夫氏は、筆者とは対照的に余裕を醸していた。
夫氏「お父さんとは理系マニアックな話題、お母さんとは音楽の話題。うん、大丈夫!」
筆者「タイミングみて、大事な話はあなたからしてね。わたしは静観してるから。」
午前中に待ち合わせ、夫氏と共に実家へと向かった。
到着すると、なんだか両親がぎこちない様子。
それもそのはず。
何せ、娘たちが彼氏を自宅に連れてきたのは、これが初めてなのである。
とりわけ父は、様子がおかしい。
手土産の授与を終え、リビングで父と夫氏の会談が始まった。
なにやら波長は合うように見える。
母はお茶出しなどしつつ、側から傍観する姿勢。
筆者も手伝う。
筆者「どう思う?」
筆者母「ずいぶん細身のジャケットね。腰が低いけど、悪い人ではなさそうね。」
筆者「お父さん、緊張してる?」
筆者母「さあ?なんか頑張ってるわね。お母さんは黙ってよーっと笑。」

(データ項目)
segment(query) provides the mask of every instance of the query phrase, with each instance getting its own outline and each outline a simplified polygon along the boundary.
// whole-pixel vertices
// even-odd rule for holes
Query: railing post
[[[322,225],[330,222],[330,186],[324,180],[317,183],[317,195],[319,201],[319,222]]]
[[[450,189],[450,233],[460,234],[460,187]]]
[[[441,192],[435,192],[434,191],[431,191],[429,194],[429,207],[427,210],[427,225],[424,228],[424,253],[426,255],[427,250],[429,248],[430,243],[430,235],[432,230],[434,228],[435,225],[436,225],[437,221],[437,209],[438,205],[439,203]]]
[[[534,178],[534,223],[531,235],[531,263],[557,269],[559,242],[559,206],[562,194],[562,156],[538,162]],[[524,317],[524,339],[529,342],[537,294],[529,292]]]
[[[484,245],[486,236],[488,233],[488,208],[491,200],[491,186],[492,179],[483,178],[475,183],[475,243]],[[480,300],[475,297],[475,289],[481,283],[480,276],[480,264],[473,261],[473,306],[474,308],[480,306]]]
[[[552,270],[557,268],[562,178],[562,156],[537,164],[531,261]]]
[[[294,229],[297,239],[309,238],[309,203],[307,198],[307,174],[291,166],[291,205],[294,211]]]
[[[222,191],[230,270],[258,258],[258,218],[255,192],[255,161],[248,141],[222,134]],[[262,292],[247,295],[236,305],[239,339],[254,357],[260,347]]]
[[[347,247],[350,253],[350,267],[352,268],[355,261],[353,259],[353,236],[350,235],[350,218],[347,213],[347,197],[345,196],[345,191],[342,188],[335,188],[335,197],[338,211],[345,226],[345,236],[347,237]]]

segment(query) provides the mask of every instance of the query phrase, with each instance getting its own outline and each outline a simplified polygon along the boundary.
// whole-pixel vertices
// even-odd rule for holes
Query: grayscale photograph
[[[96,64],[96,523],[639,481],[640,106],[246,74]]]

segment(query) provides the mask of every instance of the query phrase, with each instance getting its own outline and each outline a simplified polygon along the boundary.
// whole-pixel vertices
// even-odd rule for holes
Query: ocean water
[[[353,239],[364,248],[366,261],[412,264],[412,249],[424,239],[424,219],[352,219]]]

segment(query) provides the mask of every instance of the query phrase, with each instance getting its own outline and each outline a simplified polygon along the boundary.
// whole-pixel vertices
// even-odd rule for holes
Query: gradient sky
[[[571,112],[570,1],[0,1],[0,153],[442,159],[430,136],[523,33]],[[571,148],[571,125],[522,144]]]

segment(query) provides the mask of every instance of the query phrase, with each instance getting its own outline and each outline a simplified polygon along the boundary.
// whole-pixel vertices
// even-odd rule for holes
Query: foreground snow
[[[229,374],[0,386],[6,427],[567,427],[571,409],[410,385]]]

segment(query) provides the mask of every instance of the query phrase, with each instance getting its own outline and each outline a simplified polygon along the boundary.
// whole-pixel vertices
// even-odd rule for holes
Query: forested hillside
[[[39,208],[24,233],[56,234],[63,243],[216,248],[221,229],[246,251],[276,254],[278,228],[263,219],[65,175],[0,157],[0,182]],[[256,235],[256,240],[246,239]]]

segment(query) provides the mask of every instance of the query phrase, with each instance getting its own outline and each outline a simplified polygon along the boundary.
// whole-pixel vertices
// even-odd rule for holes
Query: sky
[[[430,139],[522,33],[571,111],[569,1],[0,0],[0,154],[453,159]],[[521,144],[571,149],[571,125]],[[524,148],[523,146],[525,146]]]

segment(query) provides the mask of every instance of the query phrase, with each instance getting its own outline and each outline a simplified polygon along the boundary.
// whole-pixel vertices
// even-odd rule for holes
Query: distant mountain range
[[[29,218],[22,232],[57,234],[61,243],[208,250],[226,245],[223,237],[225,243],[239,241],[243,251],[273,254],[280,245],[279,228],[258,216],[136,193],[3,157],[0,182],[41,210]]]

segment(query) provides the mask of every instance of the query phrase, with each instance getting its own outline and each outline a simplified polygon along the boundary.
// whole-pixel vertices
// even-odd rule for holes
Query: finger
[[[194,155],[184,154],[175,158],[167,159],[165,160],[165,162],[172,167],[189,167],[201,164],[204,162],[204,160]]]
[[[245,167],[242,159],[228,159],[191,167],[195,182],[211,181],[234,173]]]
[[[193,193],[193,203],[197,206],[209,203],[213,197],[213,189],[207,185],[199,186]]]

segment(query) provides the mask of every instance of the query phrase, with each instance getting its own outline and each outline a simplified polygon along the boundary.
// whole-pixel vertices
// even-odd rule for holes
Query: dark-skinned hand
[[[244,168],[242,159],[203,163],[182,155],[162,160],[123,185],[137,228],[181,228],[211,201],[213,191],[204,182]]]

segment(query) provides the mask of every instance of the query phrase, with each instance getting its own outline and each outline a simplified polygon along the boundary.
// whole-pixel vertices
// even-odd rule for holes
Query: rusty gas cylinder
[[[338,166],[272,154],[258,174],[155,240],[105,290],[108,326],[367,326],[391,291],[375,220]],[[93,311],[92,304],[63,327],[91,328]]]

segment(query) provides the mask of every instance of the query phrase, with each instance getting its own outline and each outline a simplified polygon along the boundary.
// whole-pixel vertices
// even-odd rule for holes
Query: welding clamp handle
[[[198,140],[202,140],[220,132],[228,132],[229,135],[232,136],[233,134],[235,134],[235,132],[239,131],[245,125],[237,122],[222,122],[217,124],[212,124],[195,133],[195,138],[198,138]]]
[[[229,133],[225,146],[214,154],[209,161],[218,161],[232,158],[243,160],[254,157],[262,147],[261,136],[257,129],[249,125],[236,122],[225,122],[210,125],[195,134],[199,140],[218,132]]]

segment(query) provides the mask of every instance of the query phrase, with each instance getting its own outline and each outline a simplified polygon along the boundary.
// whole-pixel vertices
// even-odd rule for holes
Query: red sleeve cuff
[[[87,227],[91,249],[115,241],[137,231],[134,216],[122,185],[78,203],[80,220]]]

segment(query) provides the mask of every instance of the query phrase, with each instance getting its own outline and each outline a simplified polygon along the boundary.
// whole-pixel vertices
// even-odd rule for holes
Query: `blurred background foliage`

課題一覧 »
1) 実家訪問を描いた文章を二文で要約してください。
2) 実家訪問の文章の続きを、最後の文の後から書き進めてください。
この資料は使う必要がありません。

課題別の回答 »
1) 筆者と夫氏は午前中に待ち合わせて実家へ向かったが、娘たちが彼氏を家に連れてきたのは初めてで、両親、とりわけ父はぎこちない様子だった。リビングで父と夫氏の会談が始まると波長は合うように見え、母はお茶出しをしながら傍観し、夫氏は悪い人ではなさそうだと筆者に話した。

2)
筆者らが席についたあとも、基本的には父と夫氏が話していた。
仕事の話を中心に、他愛のない雑談。
筆者父「じゃあ、そろそろ時間だから、行こうか。」
実家では本題に移ることなく、ランチ会場へと移動することになった。
向かうは、家族で記念日に利用していた鉄板焼きレストラン。
個室ごとにシェフがついてくださる。
横並びの席、鉄板焼きパフォーマンス、窓から臨む庭園。
両親と対峙してのコース料理よりもこの方が気楽だろう、という母の計らいであった。
鉄板に向かって父、夫氏、筆者、母の順で座った。
結果、相変わらず夫氏と父、筆者と母が話す格好になった。
筆者「なんだかあの二人は気が合いそうね。」
筆者母「盛り上がってるわね。お母さんはゆっくりステーキがいただけるわ♪」
食事中も、夫氏と父は楽しげに話しているが、やはり雑談。
筆者はやきもきしてきた。
いつになったら必要な話をするつもりなのか。
鉄板焼きを終えると別室に移動し、デザートが提供される。
もう、残された時間はあとわずか。
しかし、話を切り出さない夫氏。
やきもきがイライラに変わり、筆者の口数は減った。
何食わぬ顔で楽しそうにしている夫氏に、余計に苛立つ。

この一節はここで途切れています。